Goal a >> Update the rows from the line containing "In this exercise you will point out the golden" down to the line containing "[(112, 164), (234, 197)]", replacing "golden grass field" with "dry grass field" and leaving everything else unchanged. Give back only those lines of the rows.

* START Text provided *

You can assign multiple VXLAN-DCI tunnels to a VXLAN, and configure a VXLAN-DCI tunnel to trunk multiple VXLANs. EDs use the VXLAN ID in VXLAN packets to identify the VXLAN. For a unicast-mode VXLAN, the system floods unknown unicast, multicast, and broadcast traffic to each VXLAN-DCI tunnel associated with the VXLAN.

Restrictions and guidelines

For full connectivity in the VXLAN, make sure the VXLAN contains the VXLAN-DCI tunnel between each pair of EDs in the VXLAN.

Procedure

1.     Enter system view.

system-view

2.     Enter VSI view.

vsi vsi-name

3.     Enter VXLAN view.

vxlan vxlan-id

4.     Assign VXLAN-DCI tunnels to the VXLAN.

tunnel { tunnel-number | all }

By default, a VXLAN does not contain any VXLAN-DCI tunnels.

For more information about this command, see VXLAN Command Reference.

Configuring a gateway interface on an ED

1.     Enter system view.

* END Text provided *

Goal b >> Reproduce word for word everything in the VXLAN-DCI tunnel text from "3.     Enter VXLAN view." down to "any VXLAN-DCI tunnels.".

* START Entries provided *

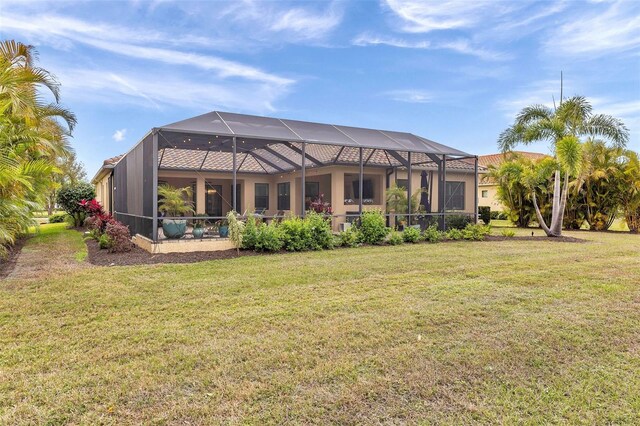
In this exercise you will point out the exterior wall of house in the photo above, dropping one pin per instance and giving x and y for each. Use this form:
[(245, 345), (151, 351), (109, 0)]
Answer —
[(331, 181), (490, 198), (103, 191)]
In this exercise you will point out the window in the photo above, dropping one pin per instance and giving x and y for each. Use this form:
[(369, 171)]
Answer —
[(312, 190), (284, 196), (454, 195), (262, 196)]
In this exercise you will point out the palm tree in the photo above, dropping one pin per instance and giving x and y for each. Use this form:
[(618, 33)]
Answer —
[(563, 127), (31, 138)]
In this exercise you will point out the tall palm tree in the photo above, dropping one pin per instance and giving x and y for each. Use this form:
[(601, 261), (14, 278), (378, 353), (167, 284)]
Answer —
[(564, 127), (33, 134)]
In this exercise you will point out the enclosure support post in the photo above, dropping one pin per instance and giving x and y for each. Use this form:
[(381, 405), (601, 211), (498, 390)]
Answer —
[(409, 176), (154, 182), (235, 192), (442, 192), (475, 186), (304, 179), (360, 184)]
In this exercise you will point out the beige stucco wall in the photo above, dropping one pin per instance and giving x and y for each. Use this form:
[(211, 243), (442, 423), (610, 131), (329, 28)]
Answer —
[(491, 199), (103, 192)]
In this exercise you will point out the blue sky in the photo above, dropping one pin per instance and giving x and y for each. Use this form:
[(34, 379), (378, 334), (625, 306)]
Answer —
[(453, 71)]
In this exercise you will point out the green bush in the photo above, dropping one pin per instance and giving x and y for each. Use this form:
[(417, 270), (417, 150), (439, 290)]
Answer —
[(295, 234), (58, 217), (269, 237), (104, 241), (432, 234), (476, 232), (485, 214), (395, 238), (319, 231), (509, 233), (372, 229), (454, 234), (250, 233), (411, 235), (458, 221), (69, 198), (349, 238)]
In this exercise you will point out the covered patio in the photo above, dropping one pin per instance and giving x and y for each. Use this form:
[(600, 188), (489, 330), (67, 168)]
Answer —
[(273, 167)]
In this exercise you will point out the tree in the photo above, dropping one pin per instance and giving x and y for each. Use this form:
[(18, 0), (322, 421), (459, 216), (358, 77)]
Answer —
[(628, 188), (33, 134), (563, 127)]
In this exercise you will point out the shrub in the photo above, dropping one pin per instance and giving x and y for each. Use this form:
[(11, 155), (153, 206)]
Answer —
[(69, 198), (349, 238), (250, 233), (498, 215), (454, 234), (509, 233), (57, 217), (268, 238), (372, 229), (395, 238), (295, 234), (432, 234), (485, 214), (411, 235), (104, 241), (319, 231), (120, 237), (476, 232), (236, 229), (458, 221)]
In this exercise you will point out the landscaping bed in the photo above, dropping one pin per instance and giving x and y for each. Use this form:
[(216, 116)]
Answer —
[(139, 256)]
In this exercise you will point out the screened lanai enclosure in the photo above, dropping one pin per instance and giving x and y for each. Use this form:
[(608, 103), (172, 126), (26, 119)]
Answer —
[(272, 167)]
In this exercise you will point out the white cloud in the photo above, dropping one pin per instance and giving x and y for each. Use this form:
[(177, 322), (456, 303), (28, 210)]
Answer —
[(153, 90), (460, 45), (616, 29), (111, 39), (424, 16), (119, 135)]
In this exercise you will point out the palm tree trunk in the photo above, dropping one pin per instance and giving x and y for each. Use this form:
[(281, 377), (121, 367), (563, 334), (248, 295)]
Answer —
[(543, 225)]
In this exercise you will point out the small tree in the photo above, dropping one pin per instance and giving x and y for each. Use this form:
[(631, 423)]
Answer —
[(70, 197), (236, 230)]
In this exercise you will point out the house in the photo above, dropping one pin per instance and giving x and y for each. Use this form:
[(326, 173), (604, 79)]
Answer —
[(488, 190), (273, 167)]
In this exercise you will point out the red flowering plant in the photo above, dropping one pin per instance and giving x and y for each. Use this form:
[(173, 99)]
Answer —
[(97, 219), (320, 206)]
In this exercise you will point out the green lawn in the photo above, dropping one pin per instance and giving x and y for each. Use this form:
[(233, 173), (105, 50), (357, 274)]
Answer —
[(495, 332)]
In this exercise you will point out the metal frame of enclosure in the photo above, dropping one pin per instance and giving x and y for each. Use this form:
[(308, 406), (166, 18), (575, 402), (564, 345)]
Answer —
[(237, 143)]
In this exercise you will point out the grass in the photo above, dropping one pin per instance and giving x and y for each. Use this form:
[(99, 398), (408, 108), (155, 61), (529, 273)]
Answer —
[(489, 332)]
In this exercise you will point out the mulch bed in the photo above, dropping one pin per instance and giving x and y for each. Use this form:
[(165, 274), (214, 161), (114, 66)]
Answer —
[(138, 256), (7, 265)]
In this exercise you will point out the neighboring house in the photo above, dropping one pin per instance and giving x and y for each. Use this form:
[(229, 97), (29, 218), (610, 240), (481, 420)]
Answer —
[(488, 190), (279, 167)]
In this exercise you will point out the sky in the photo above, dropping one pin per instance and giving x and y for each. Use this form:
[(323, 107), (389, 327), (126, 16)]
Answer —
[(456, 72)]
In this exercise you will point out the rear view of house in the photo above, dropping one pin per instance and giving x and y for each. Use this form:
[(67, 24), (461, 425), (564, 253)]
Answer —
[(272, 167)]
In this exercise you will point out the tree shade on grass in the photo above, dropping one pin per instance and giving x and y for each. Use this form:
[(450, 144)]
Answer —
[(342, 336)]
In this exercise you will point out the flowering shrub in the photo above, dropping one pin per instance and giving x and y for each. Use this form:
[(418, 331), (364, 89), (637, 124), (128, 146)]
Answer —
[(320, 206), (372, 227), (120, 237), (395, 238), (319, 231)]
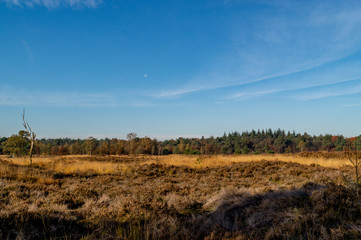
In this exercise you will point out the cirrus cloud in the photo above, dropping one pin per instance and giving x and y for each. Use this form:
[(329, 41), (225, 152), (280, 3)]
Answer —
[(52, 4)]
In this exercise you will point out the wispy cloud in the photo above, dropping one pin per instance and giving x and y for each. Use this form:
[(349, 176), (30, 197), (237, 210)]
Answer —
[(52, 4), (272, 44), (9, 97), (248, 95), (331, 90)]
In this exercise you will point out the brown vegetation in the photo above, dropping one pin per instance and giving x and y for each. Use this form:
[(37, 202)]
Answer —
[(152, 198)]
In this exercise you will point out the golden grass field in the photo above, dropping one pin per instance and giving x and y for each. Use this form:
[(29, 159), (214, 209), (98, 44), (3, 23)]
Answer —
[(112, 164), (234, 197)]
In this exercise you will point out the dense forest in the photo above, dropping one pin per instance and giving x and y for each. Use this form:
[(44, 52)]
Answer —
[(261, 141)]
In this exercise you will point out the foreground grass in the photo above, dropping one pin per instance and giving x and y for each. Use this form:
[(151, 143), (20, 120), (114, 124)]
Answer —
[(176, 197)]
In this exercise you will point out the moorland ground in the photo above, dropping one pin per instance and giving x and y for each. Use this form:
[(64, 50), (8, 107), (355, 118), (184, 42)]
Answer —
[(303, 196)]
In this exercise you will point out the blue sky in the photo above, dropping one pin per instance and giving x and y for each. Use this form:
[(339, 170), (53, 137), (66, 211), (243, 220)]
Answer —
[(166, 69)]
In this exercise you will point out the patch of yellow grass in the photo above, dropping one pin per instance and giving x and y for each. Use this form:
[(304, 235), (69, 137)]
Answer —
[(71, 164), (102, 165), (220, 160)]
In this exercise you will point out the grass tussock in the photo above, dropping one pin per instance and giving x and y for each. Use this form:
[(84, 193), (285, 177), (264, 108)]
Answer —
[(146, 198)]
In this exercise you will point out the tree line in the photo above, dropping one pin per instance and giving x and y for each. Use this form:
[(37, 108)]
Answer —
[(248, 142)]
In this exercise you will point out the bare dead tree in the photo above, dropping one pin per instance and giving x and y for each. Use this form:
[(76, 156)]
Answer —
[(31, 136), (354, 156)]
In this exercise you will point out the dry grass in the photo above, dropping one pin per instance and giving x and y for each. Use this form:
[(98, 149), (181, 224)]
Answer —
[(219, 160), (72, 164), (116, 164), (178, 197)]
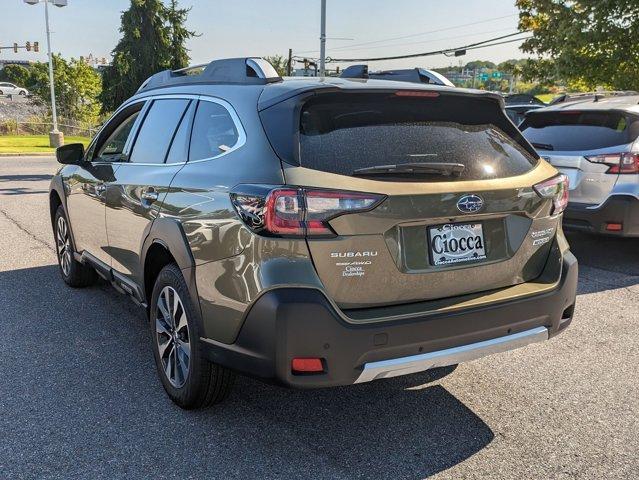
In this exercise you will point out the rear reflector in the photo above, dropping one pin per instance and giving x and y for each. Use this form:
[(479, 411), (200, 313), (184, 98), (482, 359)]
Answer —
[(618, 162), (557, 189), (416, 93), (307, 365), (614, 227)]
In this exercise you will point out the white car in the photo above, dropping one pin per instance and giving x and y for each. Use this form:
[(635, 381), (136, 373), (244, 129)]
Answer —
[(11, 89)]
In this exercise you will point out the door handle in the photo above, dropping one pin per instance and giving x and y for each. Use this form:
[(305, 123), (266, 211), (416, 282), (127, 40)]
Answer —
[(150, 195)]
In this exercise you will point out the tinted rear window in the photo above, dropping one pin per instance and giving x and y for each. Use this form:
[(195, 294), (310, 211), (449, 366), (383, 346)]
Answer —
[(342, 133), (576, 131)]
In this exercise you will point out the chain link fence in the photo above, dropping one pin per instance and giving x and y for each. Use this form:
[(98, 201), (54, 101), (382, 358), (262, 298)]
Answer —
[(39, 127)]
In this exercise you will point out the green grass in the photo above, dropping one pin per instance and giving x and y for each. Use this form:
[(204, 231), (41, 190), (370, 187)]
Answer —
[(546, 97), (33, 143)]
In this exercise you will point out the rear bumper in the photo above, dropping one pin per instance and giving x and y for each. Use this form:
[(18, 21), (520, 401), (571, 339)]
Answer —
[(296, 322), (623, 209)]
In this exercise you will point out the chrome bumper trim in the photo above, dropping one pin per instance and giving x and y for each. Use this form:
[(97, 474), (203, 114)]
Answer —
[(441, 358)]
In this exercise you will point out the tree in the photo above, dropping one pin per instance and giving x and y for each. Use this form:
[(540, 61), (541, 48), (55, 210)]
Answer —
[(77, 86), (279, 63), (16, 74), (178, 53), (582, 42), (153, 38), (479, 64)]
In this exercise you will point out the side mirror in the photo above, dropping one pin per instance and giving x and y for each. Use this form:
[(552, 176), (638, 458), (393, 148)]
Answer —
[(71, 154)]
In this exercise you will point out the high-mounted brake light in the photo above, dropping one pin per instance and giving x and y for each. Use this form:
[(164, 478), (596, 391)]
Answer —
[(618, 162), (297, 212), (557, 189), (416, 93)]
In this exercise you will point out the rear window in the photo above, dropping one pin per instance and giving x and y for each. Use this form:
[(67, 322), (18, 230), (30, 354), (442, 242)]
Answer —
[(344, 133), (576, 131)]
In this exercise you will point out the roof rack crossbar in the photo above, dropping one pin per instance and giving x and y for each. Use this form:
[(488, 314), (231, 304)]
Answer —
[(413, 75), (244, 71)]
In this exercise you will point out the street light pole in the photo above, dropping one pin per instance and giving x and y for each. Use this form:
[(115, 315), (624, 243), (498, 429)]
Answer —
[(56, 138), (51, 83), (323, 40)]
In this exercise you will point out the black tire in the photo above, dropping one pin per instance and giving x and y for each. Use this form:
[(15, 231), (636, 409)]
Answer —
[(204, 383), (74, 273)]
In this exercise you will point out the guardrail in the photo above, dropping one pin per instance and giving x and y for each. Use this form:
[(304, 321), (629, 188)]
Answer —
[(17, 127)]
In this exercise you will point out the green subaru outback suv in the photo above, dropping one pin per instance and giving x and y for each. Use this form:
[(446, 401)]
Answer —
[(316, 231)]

* END Entries provided *

Expected answer a >>
In this exercise you will point out the dry grass field in the photo above, dropping one pin per instance and giving x and y for each. Use this form:
[(29, 159), (214, 209), (98, 44), (3, 23)]
Answer —
[(112, 164), (234, 197)]

Expected answer b >>
3.     Enter VXLAN view.

vxlan vxlan-id

4.     Assign VXLAN-DCI tunnels to the VXLAN.

tunnel { tunnel-number | all }

By default, a VXLAN does not contain any VXLAN-DCI tunnels.